## Point localization data
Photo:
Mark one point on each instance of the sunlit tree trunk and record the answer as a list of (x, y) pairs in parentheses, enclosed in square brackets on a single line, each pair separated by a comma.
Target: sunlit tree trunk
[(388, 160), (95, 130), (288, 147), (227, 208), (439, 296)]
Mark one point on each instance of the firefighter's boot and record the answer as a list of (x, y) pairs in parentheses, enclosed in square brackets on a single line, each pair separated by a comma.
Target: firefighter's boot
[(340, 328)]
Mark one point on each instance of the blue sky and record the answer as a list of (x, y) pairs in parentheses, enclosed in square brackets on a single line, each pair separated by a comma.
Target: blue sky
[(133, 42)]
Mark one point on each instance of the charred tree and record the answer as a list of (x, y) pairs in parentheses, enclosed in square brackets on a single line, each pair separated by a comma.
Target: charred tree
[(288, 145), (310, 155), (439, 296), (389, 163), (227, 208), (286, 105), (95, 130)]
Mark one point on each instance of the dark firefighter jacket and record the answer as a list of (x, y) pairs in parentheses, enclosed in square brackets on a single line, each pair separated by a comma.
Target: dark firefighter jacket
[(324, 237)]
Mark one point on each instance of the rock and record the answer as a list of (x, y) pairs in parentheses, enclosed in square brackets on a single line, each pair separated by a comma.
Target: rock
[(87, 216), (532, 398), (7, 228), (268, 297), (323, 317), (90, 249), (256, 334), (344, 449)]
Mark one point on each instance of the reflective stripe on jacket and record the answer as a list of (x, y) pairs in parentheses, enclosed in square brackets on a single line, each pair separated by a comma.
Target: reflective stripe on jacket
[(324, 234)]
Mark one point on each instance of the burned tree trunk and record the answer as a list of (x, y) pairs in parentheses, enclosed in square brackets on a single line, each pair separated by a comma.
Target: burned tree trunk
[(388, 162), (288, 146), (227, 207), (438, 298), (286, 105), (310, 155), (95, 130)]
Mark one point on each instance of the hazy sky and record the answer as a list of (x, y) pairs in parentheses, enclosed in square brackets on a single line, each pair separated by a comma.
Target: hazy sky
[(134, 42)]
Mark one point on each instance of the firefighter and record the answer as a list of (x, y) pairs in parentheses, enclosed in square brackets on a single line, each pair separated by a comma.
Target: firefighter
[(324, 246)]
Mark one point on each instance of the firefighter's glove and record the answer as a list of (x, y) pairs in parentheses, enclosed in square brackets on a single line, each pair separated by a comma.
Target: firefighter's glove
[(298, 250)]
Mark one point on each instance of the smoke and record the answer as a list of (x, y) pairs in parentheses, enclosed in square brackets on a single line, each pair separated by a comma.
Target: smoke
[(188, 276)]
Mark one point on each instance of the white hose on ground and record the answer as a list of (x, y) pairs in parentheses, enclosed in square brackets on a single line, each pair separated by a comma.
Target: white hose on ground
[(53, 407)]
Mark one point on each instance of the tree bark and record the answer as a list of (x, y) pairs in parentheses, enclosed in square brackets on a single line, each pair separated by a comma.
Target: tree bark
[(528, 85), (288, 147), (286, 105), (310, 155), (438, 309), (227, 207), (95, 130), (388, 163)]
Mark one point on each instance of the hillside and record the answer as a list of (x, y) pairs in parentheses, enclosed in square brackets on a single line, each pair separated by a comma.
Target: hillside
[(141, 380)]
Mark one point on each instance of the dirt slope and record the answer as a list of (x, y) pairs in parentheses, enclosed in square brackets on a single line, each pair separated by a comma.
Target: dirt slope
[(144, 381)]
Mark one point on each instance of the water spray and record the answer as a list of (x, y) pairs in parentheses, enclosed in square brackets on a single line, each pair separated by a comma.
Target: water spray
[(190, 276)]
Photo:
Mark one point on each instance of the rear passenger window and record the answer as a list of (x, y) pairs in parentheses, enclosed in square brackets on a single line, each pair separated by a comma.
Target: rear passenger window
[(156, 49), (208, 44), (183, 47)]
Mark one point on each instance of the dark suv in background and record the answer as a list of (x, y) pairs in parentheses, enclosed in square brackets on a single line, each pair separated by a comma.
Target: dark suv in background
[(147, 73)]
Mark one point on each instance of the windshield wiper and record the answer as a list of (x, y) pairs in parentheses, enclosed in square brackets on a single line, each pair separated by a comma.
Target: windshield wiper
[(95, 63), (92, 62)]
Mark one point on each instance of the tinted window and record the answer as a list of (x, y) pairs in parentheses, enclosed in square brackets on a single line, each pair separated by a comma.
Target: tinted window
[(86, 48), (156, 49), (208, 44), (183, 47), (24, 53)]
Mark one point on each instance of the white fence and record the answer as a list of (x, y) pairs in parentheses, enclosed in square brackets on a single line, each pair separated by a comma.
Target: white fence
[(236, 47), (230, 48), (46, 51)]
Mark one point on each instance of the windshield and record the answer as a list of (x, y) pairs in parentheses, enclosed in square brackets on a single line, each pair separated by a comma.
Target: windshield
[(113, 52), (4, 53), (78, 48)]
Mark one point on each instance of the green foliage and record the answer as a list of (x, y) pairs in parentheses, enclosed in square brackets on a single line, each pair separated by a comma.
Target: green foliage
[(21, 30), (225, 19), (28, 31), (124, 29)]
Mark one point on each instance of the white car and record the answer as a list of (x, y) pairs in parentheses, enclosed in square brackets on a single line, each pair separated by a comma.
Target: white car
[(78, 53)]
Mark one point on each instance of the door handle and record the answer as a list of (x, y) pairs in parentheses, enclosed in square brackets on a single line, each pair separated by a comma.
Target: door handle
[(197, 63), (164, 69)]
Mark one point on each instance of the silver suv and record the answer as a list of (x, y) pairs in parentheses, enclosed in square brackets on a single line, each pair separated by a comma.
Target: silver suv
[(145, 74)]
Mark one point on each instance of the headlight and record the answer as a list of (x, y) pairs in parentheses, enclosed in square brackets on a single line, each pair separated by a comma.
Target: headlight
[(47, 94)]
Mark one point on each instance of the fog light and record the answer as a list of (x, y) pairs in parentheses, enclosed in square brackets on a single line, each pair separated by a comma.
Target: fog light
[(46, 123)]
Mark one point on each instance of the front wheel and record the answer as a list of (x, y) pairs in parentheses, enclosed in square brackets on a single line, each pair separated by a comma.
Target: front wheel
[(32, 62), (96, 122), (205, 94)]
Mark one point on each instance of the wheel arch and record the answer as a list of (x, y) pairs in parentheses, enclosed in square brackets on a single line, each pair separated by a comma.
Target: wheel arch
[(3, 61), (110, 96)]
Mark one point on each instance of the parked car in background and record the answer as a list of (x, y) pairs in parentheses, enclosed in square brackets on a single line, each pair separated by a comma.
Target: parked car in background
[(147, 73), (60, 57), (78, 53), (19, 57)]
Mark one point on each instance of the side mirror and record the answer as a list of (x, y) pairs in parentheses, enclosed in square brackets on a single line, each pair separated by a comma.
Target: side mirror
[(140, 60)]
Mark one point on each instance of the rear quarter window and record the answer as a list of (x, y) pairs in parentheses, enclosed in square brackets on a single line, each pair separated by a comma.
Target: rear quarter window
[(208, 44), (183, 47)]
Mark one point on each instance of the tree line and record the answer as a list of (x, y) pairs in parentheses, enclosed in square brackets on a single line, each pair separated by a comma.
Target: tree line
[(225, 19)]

## Assignment
Give the entries again exactly, every one.

## Response
Photo:
Mark one point on each instance of the sunlit tree trunk and record the answer as a list of (x, y) pairs in parentheses, enclosed in square brackets on a single line, each pair separated by a comma.
Target: sunlit tree trunk
[(388, 160), (95, 130), (288, 147), (227, 208), (439, 296)]
Mark one point on each instance of the firefighter's boot and record the answer as a list of (x, y) pairs in parentheses, enclosed in square brackets on a single line, each pair separated by a comma.
Target: firefighter's boot
[(340, 328)]
Mark one point on each instance of the blue sky and record the answer as a list of (x, y) pairs in parentheses, enclosed in square brackets on a single line, each pair separated by a comma.
Target: blue sky
[(133, 42)]
Mark one point on each instance of the charred tree and record the answer as a list of (x, y) pairs in parentheses, enclosed in square brackets on a single line, each pair separated by a comma.
Target: charred tree
[(288, 145), (310, 155), (439, 296), (389, 163), (227, 208), (286, 105), (95, 130)]
Mark one point on each instance of the dark firefighter jacket and record the answer as a list of (x, y) pairs in parentheses, enclosed in square brackets on a single line, each pair separated by a comma.
Target: dark firefighter jacket
[(324, 237)]
Mark one point on each instance of the rock and record the answer as a list of (x, y) pairs in parentheses, enclosed in square brackets on a single line, each pair separated by a comma.
Target: rock
[(87, 216), (532, 398), (7, 228), (268, 297), (323, 317), (90, 249), (256, 334), (344, 449)]
Mark one point on each instance of the reflective stripe on jacket and record the answer as a list of (x, y) pairs in parentheses, enclosed in square brackets on a single line, each pair separated by a comma.
Target: reflective stripe on jacket
[(324, 234)]
Mark one point on each instance of the burned tree trunk and record the answer as a list of (x, y) pairs in parentheses, enclosed in square brackets on a single line, each pair separated by a comma.
Target: burned tree trunk
[(388, 162), (288, 146), (227, 207), (438, 298), (286, 105), (310, 155), (95, 130)]
Mark one point on each instance of the hazy sky and record the answer as a list of (x, y) pairs in parentheses, enclosed in square brackets on a single line, each pair separated by a comma.
Target: hazy sky
[(134, 42)]
Mark one point on each instance of the firefighter and record the answer as a list of (x, y) pairs in parentheses, enclosed in square brackets on a single line, each pair separated by a comma.
Target: firefighter
[(324, 246)]
Mark one point on each instance of the firefighter's glove and record the answer as a list of (x, y) pairs in parentheses, enclosed in square brackets on a single line, each pair separated by a comma.
Target: firefighter's glove
[(298, 250)]
Mark one point on each instance of the smoke and record the answer as a list of (x, y) pairs in parentheses, enclosed in square brackets on a single line, each pair separated by a comma.
Target: smoke
[(188, 276)]
Mark one point on each instance of the white hose on ground and record the answer as a list of (x, y) pairs in parentheses, enclosed in square brackets on a single line, each pair separated by a comma.
Target: white hose on ground
[(53, 407)]
Mark one point on each instance of the tree bark and record the answer as a list of (x, y) pairs in parentheses, enclosed in square brackets on a single line, each pair separated by a comma.
Target: tree bark
[(528, 85), (288, 147), (286, 105), (310, 155), (438, 309), (227, 207), (95, 130), (388, 163)]
Mark one point on each instance of the hillside and record the answer as a list of (x, y) pairs in parentheses, enclosed in square brackets on a single line, each pair separated by a comma.
Target: hillside
[(141, 380)]
Mark one point on each instance of the dirt slope and record the answer as a list of (x, y) pairs in parentheses, enclosed in square brackets on a single line, each pair separated by a comma.
Target: dirt slope
[(144, 381)]
Mark one point on each instance of the water spray and record the answer as a list of (x, y) pairs in parentheses, enclosed in square brackets on a single line, each pair separated by a comma.
Target: water spray
[(190, 276)]
Photo:
Mark one point on each instance of the rear passenger window and record the answer as a list of (x, y) pairs in parentheses, enclosed in square brackets on a single line, each pair separated by a comma.
Target: rear passenger window
[(156, 49), (208, 44), (183, 47)]
Mark one point on each instance of the dark suv in background and record the answer as a list of (x, y) pairs in parentheses, enclosed in square brackets on a single line, each pair separated by a comma.
Target: dark suv in background
[(147, 73)]
Mark one point on each instance of the windshield wiper and record the answer as a list of (x, y) pairs in parentheses, enclosed in square brackets on a single line, each pair separated by a comma.
Target: windshield wiper
[(95, 63), (92, 62)]
Mark one point on each instance of the tinted window and record the answer as a list of (x, y) pairs in parentheses, enclosed in square brackets on a single line, each pair separated by a comma.
Target: tinted window
[(86, 48), (156, 49), (208, 44), (183, 47), (24, 53)]
Mark one point on each instance of the white fence and record the answer as a list of (x, y) pairs in parentheses, enclosed in square brackets on a single line, each pair separated by a comma.
Target: white fence
[(236, 47), (230, 48), (46, 51)]
Mark one point on each instance of the windshield and record the answer as a list of (x, y) pairs in parentheses, enclosed in square brackets on a single line, each pair separated by a comma.
Target: windshield
[(113, 52), (4, 53), (78, 48)]
Mark one point on each instance of the green foliage and record the answer as a list of (x, y) pairs in parentheses, enclosed in square brackets on a single line, each pair separated by a comma.
Target: green foliage
[(21, 30), (225, 19), (28, 31), (124, 29)]
Mark one point on each instance of the white car and record the answer as a list of (x, y) pairs in parentheses, enclosed in square brackets on a single line, each pair separated by a comma.
Target: white car
[(78, 53)]
Mark one point on each instance of the door handle and record the answer as a list of (x, y) pairs in parentheses, enclosed in square brackets on a single line, each pair separated by a comma.
Target: door handle
[(197, 63), (164, 69)]
Mark one point on each instance of the silver suv and record the answer as a list of (x, y) pairs in parentheses, enclosed in square brackets on a single line, each pair separated by a comma.
Target: silver suv
[(145, 74)]
Mark one point on each instance of the headlight and record the answer as a list of (x, y) pairs in parentheses, enclosed in square brackets on a single line, each pair separated by a comma.
Target: headlight
[(47, 94)]
Mark one point on each instance of the fog light and record the answer as a list of (x, y) pairs in parentheses, enclosed in square brackets on a single line, each pair separated by a comma.
Target: fog light
[(46, 123)]
Mark one point on each instance of the front wheel and record the answer as a list of (x, y) pairs in parentheses, enclosed in square brackets on a single line, each pair separated by a comma.
Target: front wheel
[(32, 62), (96, 122), (205, 94)]
Mark one point on each instance of the wheel arch and record the answer as a list of (x, y) pairs in parentheses, enclosed in square brackets on a single line, each pair separated by a comma.
Target: wheel arch
[(3, 61), (110, 96)]
Mark one point on each instance of the parked car in background and record the answer as a list of (x, y) pairs in parentheses, enclosed in square brackets on a single line, each pair separated by a comma.
Target: parked car in background
[(147, 73), (60, 57), (78, 53), (19, 57)]
Mark one point on each instance of the side mirror and record the answer as a list of (x, y) pairs in parentheses, enclosed in square brackets on a single line, each pair separated by a comma.
Target: side mirror
[(140, 60)]
Mark one point on each instance of the rear quarter window and record the answer as a list of (x, y) pairs in parentheses, enclosed in square brackets on a single line, each pair separated by a comma.
Target: rear quarter window
[(208, 44), (183, 47)]
Mark one point on each instance of the tree line and record the answer as a list of (x, y) pairs in parentheses, enclosed in square brackets on a single line, each pair separated by a comma.
Target: tree line
[(225, 19)]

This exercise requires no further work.